◆ What you have to do ◆
Reproduce every line of the records below word for word, leaving out the pictures.

============

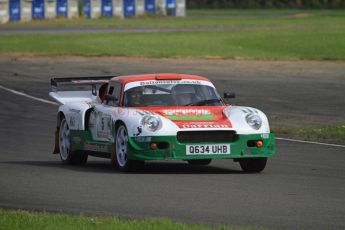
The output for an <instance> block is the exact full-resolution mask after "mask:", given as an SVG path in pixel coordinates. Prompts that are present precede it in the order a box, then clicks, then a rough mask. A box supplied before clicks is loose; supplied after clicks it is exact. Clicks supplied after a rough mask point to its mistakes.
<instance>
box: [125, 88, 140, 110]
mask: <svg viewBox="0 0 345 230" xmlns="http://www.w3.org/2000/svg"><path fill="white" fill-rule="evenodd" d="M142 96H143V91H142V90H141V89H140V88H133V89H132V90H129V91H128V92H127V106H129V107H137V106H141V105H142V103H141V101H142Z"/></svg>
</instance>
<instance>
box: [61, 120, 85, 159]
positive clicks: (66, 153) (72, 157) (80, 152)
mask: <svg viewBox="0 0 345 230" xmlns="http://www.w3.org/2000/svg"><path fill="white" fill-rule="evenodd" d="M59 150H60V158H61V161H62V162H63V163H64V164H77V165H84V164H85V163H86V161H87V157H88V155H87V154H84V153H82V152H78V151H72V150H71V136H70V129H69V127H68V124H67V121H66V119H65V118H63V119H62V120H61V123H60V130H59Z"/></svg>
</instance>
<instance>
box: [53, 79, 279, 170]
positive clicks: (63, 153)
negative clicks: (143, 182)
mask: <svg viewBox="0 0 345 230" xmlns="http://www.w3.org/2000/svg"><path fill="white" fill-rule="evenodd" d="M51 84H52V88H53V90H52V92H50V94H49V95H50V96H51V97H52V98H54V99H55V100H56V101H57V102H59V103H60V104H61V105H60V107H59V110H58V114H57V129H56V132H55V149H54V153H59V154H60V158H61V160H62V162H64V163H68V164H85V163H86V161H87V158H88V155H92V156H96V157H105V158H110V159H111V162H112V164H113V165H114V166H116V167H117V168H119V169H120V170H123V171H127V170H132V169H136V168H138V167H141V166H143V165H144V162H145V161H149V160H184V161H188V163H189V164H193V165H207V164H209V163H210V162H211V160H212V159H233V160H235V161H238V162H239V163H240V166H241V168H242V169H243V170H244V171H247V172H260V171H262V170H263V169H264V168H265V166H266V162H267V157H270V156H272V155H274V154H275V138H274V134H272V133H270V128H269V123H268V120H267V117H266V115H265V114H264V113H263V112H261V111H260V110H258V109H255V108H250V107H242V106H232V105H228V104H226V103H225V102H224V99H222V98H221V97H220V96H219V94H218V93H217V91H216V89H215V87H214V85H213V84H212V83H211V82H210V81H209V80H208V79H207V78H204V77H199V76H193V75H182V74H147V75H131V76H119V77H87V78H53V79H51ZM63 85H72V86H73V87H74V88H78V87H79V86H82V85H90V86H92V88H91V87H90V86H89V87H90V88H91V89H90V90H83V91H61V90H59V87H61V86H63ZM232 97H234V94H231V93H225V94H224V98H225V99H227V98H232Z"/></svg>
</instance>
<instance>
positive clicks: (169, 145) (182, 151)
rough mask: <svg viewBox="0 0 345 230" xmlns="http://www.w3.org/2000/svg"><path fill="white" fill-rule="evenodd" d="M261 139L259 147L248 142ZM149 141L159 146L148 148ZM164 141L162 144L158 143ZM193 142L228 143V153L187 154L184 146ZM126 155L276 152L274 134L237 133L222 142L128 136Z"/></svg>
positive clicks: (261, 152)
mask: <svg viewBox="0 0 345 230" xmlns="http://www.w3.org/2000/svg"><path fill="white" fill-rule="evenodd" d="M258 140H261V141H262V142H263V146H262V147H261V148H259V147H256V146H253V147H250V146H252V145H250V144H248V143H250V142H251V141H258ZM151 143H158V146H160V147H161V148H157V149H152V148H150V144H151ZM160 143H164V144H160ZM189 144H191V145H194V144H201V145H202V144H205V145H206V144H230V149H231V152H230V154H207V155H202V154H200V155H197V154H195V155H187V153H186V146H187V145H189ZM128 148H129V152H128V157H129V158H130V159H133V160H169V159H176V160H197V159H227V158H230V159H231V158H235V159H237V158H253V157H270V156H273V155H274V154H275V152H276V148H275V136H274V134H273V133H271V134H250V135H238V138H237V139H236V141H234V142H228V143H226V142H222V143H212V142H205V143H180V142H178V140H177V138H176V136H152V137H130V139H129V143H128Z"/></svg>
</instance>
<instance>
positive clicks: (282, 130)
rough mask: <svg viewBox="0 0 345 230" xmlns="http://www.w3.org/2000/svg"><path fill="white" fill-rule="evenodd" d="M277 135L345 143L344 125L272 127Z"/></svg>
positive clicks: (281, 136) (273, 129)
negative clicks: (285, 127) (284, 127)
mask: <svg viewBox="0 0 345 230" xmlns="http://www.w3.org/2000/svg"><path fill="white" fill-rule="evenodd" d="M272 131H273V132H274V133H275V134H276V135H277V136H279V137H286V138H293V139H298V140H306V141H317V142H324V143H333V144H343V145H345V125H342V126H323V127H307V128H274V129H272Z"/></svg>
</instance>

============

◆ Answer to this exercise ◆
The output for an <instance> block is the exact full-resolution mask after "mask:", given as an SVG path in pixel coordinates. Prompts that are present precede it in the order a box, then clicks, then a rough mask. A box supplied before clicks is loose; supplied after clicks it is exact. Clicks supplied after a rough mask point to its mistakes.
<instance>
box: [125, 88, 140, 110]
mask: <svg viewBox="0 0 345 230" xmlns="http://www.w3.org/2000/svg"><path fill="white" fill-rule="evenodd" d="M142 96H143V91H142V90H141V89H140V88H133V89H132V90H129V91H128V92H127V106H129V107H137V106H141V105H142V103H141V101H142Z"/></svg>
</instance>
<instance>
box: [61, 120, 85, 159]
positive clicks: (66, 153) (72, 157) (80, 152)
mask: <svg viewBox="0 0 345 230" xmlns="http://www.w3.org/2000/svg"><path fill="white" fill-rule="evenodd" d="M59 150H60V158H61V161H62V162H63V163H64V164H77V165H84V164H85V163H86V161H87V157H88V155H87V154H84V153H82V152H78V151H72V150H71V136H70V129H69V127H68V124H67V121H66V119H65V118H63V119H62V120H61V123H60V130H59Z"/></svg>
</instance>
<instance>
box: [53, 79, 279, 170]
positive clicks: (63, 153)
negative clicks: (143, 182)
mask: <svg viewBox="0 0 345 230" xmlns="http://www.w3.org/2000/svg"><path fill="white" fill-rule="evenodd" d="M51 84H52V88H53V90H52V92H50V94H49V95H50V96H51V97H52V98H54V99H55V100H56V101H57V102H59V103H60V104H61V105H60V107H59V110H58V114H57V129H56V132H55V149H54V153H59V154H60V158H61V160H62V162H64V163H68V164H85V163H86V161H87V158H88V155H92V156H96V157H105V158H110V159H111V162H112V164H113V165H114V166H116V167H117V168H119V169H120V170H123V171H127V170H132V169H136V168H138V167H141V166H143V165H144V162H145V161H149V160H184V161H188V163H189V164H193V165H207V164H209V163H210V162H211V160H212V159H233V160H235V161H238V162H239V163H240V166H241V168H242V169H243V170H244V171H247V172H260V171H262V170H263V169H264V168H265V166H266V162H267V157H270V156H272V155H274V154H275V138H274V134H272V133H270V128H269V123H268V120H267V117H266V115H265V114H264V113H263V112H261V111H260V110H258V109H255V108H250V107H242V106H232V105H228V104H226V103H225V102H224V99H222V98H221V97H220V96H219V94H218V93H217V91H216V89H215V87H214V85H213V84H212V83H211V82H210V81H209V80H208V79H207V78H204V77H199V76H193V75H182V74H147V75H131V76H119V77H87V78H53V79H51ZM63 85H72V86H73V87H74V88H78V87H79V86H82V85H90V86H92V88H91V87H90V86H89V87H90V88H91V89H90V90H83V91H61V90H59V87H61V86H63ZM232 97H234V94H231V93H225V94H224V98H225V99H227V98H232Z"/></svg>
</instance>
<instance>
positive clicks: (169, 145) (182, 151)
rough mask: <svg viewBox="0 0 345 230" xmlns="http://www.w3.org/2000/svg"><path fill="white" fill-rule="evenodd" d="M261 139L259 147L248 142ZM149 141L159 146L148 148ZM164 141L162 144L158 143ZM193 142L228 143V153L187 154L184 146ZM126 155L276 152L274 134L237 133L222 142L128 136Z"/></svg>
positive clicks: (261, 152)
mask: <svg viewBox="0 0 345 230" xmlns="http://www.w3.org/2000/svg"><path fill="white" fill-rule="evenodd" d="M258 140H261V141H262V142H263V146H262V147H261V148H259V147H256V146H253V147H250V146H252V145H250V144H248V143H250V142H251V141H258ZM151 143H158V146H160V147H161V148H157V149H152V148H150V144H151ZM160 143H164V144H160ZM189 144H191V145H194V144H201V145H202V144H205V145H206V144H230V149H231V152H230V154H207V155H202V154H200V155H197V154H195V155H187V153H186V146H187V145H189ZM128 148H129V152H128V157H129V158H130V159H133V160H169V159H176V160H197V159H227V158H230V159H231V158H235V159H237V158H253V157H270V156H273V155H274V154H275V152H276V148H275V136H274V134H273V133H271V134H250V135H238V138H237V139H236V141H234V142H228V143H226V142H222V143H212V142H205V143H180V142H178V140H177V138H176V136H152V137H130V139H129V143H128Z"/></svg>
</instance>
<instance>
positive clicks: (282, 130)
rough mask: <svg viewBox="0 0 345 230" xmlns="http://www.w3.org/2000/svg"><path fill="white" fill-rule="evenodd" d="M277 135L345 143L344 125L272 127Z"/></svg>
positive clicks: (281, 136) (273, 129)
negative clicks: (285, 127) (284, 127)
mask: <svg viewBox="0 0 345 230" xmlns="http://www.w3.org/2000/svg"><path fill="white" fill-rule="evenodd" d="M272 131H273V132H274V133H275V134H276V135H277V136H279V137H286V138H293V139H298V140H306V141H317V142H324V143H333V144H343V145H345V125H342V126H323V127H307V128H274V129H272Z"/></svg>
</instance>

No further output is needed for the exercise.